* _What is being asked_:
Extract every line in the items below that contains the word "wooden".

* _Material for this task_:
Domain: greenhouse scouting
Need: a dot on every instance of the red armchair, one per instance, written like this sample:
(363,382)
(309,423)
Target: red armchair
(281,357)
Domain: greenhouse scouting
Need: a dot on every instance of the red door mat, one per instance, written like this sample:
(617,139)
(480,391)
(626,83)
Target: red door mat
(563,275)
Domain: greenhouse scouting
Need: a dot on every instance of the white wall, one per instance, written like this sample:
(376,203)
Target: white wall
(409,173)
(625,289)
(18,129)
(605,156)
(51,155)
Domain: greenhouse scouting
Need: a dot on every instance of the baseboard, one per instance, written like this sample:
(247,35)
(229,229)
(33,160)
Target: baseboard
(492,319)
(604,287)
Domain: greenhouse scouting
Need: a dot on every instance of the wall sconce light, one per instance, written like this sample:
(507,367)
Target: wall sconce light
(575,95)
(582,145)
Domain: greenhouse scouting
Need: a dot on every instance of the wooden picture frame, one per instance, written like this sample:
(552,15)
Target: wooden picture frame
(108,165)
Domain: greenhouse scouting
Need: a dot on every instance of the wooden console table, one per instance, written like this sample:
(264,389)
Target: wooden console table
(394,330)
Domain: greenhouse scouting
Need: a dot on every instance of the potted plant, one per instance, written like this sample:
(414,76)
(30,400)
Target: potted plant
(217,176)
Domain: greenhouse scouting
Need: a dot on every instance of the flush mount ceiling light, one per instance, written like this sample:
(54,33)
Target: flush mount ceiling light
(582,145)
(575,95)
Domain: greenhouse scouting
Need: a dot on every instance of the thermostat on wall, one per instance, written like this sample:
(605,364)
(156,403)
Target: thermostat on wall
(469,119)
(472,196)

* _Answer to this problem_:
Need: a dot on every instance of the wooden picture frame, one per instance, written like this sample:
Target: wooden picture frame
Need: a dot on every instance of the wooden console table, one per instance, written like this sample:
Target: wooden console table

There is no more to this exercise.